**Work instructions**: Pictures aside, quote the whole listing exactly.

**Material provided**:

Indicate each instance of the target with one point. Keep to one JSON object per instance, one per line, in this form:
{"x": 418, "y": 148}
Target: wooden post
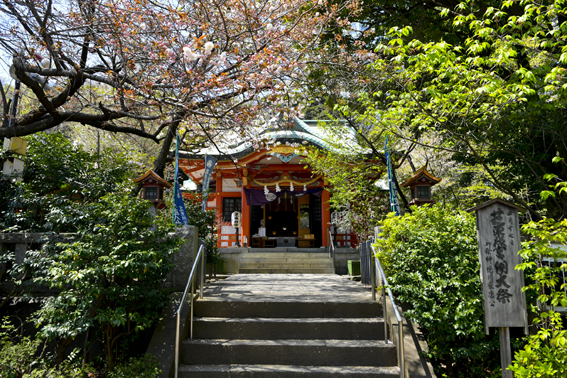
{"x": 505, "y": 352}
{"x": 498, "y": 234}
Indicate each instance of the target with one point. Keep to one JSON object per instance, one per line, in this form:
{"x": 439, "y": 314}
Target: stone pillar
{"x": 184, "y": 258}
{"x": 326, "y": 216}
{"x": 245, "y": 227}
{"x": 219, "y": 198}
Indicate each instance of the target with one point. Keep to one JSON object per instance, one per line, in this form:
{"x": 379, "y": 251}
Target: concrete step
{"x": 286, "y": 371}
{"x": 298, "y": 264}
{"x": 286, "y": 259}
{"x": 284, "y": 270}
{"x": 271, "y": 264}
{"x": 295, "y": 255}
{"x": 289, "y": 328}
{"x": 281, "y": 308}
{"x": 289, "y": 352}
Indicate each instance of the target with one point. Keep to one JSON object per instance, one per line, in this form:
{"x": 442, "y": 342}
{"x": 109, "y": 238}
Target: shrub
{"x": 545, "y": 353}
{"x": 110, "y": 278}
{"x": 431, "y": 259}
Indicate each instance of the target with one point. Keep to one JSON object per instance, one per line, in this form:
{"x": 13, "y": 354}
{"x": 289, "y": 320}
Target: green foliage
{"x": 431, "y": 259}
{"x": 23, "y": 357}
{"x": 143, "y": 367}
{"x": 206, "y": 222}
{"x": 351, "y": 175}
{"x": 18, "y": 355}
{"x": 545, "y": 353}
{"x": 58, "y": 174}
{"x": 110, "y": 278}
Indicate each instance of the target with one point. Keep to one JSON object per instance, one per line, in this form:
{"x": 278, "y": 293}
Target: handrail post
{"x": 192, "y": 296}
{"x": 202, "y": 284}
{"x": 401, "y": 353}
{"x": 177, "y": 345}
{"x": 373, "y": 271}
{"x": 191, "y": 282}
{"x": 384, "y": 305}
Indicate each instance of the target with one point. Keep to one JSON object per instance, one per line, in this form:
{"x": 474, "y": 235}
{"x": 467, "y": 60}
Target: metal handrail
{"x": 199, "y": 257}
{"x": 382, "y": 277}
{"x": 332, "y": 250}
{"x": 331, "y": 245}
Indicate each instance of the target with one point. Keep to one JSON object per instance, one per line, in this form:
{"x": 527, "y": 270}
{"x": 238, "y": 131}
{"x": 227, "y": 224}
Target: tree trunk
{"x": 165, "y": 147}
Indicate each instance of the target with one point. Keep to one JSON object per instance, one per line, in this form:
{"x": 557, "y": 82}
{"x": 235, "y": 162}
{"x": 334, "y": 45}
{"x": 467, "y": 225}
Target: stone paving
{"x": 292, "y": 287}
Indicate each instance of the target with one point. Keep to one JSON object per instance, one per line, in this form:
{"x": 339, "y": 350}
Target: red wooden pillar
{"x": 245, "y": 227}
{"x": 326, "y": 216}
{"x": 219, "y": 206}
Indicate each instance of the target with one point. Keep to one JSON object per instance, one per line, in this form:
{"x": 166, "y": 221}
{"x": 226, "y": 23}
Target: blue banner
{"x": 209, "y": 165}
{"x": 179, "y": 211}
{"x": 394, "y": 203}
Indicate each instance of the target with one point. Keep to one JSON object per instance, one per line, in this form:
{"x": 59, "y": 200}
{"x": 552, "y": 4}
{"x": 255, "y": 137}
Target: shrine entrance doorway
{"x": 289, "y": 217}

**Exercise answer**:
Indicate each instance of the target with one point. Keep to one JSON object per instance, one per line, in this form:
{"x": 418, "y": 148}
Target: wooden post
{"x": 505, "y": 352}
{"x": 498, "y": 234}
Indicate each instance of the target with one point. Keep to one JSON object per instance, one per line, in this form:
{"x": 439, "y": 314}
Target: stone pillar
{"x": 184, "y": 258}
{"x": 326, "y": 216}
{"x": 245, "y": 227}
{"x": 219, "y": 198}
Indicate each instance of the target with one point. Keep to one JSON object per instance, one per line, in this form:
{"x": 379, "y": 251}
Target: concrete step
{"x": 286, "y": 371}
{"x": 298, "y": 264}
{"x": 286, "y": 259}
{"x": 284, "y": 270}
{"x": 271, "y": 264}
{"x": 295, "y": 255}
{"x": 289, "y": 328}
{"x": 281, "y": 308}
{"x": 289, "y": 352}
Indicate each instance of the target with one point. Keep to one JSON object per instance, one per line, in this form:
{"x": 442, "y": 342}
{"x": 109, "y": 238}
Target: shrub
{"x": 545, "y": 353}
{"x": 110, "y": 278}
{"x": 431, "y": 259}
Indicate each instance of the target with one point. Keep to one JSON object per instance, one per line, in this form:
{"x": 13, "y": 354}
{"x": 289, "y": 320}
Target: green foliage
{"x": 431, "y": 259}
{"x": 23, "y": 357}
{"x": 143, "y": 367}
{"x": 206, "y": 222}
{"x": 351, "y": 175}
{"x": 18, "y": 355}
{"x": 545, "y": 353}
{"x": 58, "y": 174}
{"x": 110, "y": 278}
Indicate each instance of the target with one point. Keep to one JSON object per instance, one per line, in this form:
{"x": 278, "y": 293}
Target: handrail post
{"x": 192, "y": 296}
{"x": 202, "y": 284}
{"x": 401, "y": 353}
{"x": 177, "y": 345}
{"x": 373, "y": 271}
{"x": 191, "y": 282}
{"x": 384, "y": 305}
Indicate each instance of the target with one point. Keep to one JSON object per instance, one per line, in this form:
{"x": 474, "y": 235}
{"x": 467, "y": 60}
Target: metal handrail
{"x": 199, "y": 257}
{"x": 382, "y": 277}
{"x": 332, "y": 250}
{"x": 331, "y": 245}
Indicate each instance of the target with one point. Keep to one JSON object per instance, one per line, in this form:
{"x": 527, "y": 270}
{"x": 238, "y": 131}
{"x": 227, "y": 224}
Target: tree trunk
{"x": 165, "y": 147}
Indicate each instance of the target with one point. Keep to one JSON object per instance, one per line, in this form:
{"x": 557, "y": 82}
{"x": 235, "y": 162}
{"x": 334, "y": 45}
{"x": 467, "y": 225}
Target: stone paving
{"x": 292, "y": 287}
Indicate each instance of the target with one point. Keep to one JSON object per instance, one per line, in this form:
{"x": 339, "y": 350}
Target: red wooden pillar
{"x": 245, "y": 227}
{"x": 326, "y": 216}
{"x": 219, "y": 206}
Indicate each instance of the target with one point. Keep to one JSON object per instance, one per line, in this form:
{"x": 166, "y": 221}
{"x": 226, "y": 23}
Target: blue banner
{"x": 209, "y": 165}
{"x": 179, "y": 211}
{"x": 394, "y": 203}
Indicate each instance of the target with one point. Keep to one JSON object per instance, one per line, in this form:
{"x": 59, "y": 200}
{"x": 552, "y": 4}
{"x": 255, "y": 137}
Target: shrine entrance doorway
{"x": 289, "y": 217}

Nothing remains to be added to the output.